GIVEN EXERCISE 1: Change "Target" to "Object" in the records, from the line that contains "Exercise. Mark the man's" through the end of the records, and write those lines out again with everything else unchanged.

TEXT SHOWN:
===============
Callan’s dislike for computers only increases when Hunter tells him that he’s been named as one of the nine possible contacts.  A running theme during the Richmond trilogy is how alike Callan and Richmond are – which is one of the reasons why the computer has linked them together.  But to be fair to the computer it did also come up with Harris’ name, although Callan also tracked him down the old-fashioned way (by pounding the streets, asking questions).

Callan seems confident that Richmond is holed up in Harris’ house, although the way they attempt to flush him out is odd (to say the least).  Firstly, they lure Harris away, drug him, and then bring him back.  By the time they return it’s not surprising that Richmond has left – so it’s difficult to understand why they didn’t simply stake-out the house and wait for Richmond to leave.
===============
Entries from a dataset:
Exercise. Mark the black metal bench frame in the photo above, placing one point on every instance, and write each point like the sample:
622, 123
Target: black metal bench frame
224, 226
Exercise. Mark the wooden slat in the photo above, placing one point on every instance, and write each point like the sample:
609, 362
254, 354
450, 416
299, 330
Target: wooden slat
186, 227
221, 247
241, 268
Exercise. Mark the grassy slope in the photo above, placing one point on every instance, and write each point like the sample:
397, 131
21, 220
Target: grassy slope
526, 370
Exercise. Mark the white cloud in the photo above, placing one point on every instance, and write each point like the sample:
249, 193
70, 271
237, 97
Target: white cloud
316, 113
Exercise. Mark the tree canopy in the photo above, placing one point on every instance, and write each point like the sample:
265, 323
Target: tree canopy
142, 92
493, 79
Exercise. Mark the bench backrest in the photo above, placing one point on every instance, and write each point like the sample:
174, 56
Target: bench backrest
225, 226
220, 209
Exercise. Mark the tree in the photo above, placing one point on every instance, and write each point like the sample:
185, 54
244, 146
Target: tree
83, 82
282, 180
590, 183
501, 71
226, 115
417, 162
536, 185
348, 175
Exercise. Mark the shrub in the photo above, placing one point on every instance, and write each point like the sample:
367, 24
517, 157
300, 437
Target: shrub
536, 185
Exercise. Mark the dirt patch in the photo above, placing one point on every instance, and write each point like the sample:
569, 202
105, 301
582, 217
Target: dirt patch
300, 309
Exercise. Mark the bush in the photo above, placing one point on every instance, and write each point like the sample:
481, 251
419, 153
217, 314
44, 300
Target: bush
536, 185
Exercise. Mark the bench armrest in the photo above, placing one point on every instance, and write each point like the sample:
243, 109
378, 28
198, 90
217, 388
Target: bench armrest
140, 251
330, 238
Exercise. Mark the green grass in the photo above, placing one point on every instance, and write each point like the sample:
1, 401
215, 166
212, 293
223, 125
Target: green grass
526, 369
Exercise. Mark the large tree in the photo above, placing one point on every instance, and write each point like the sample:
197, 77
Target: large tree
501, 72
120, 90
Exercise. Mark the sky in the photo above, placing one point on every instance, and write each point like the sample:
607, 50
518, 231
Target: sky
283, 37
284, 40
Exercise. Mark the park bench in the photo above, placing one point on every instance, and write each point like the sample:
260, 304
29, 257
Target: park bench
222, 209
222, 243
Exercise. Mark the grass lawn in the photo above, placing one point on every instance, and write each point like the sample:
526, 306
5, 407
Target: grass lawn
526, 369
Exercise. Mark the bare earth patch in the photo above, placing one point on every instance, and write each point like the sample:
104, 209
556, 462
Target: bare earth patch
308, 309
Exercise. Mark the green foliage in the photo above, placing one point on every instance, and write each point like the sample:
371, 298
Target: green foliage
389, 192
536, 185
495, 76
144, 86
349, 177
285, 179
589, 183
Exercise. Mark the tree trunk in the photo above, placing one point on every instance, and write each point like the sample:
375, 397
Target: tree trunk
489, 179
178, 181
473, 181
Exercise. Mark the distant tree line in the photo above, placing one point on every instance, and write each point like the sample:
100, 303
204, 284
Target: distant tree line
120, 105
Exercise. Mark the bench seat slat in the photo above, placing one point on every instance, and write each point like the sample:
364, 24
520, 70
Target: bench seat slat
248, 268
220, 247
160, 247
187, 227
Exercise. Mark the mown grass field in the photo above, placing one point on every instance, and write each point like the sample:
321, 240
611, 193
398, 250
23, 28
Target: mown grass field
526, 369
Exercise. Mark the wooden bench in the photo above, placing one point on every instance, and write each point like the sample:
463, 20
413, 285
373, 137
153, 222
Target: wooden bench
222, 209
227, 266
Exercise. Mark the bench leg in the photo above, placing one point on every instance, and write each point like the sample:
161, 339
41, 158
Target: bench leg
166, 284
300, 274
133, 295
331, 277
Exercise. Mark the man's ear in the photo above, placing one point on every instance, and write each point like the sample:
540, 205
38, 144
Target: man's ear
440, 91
===============
GIVEN EXERCISE 2: Write what comes next in the commentary on Callan's hunt for Richmond, picking up after its last sentence.

REPLY 1:
Exercise. Mark the man's ear in the photo above, placing one point on every instance, and write each point like the sample:
540, 205
38, 144
Object: man's ear
440, 91

REPLY 2:
Hunter has a lead – Richmond’s likely to be at a Russian Vodka factory, waiting for a ship to take him out of the country.  Although the majority of Callan‘s location work was shot on videotape, all of the factory scenes (which take up most of part three) are shot on film and this does help to give the sequences an extra sheen.  But it does seem more than a little contrived that Callan has to go to the factory alone (apart from Lonely) since Hunter can’t spare anybody else.  It helps to make the final showdown between Callan and Richmond more tense, but it’s a pity that it was set up in a rather artificial way.

Callan is a man who rarely shows fear – at the end of If He Can, So Could I he told Lonely how he had to constantly maintain an aura of hardness – but here he does show a twinge before he enters the factory.  This scene is notable for Lonely calling Callan by his first name – something he hardly ever did, which demonstrates that Lonely has picked up Callan’s sense of unease.

There’s a nice nod to the iconic title sequence as Callan shoots a light-bulb (although it’s not swinging).  He then proceeds to stalk Richmond through the factory, eventually shooting him just after Richmond looses off a shot at Lonely.  Richmond is still alive, but begs Callan to finish him off – he doesn’t want to end up in Snell’s hands.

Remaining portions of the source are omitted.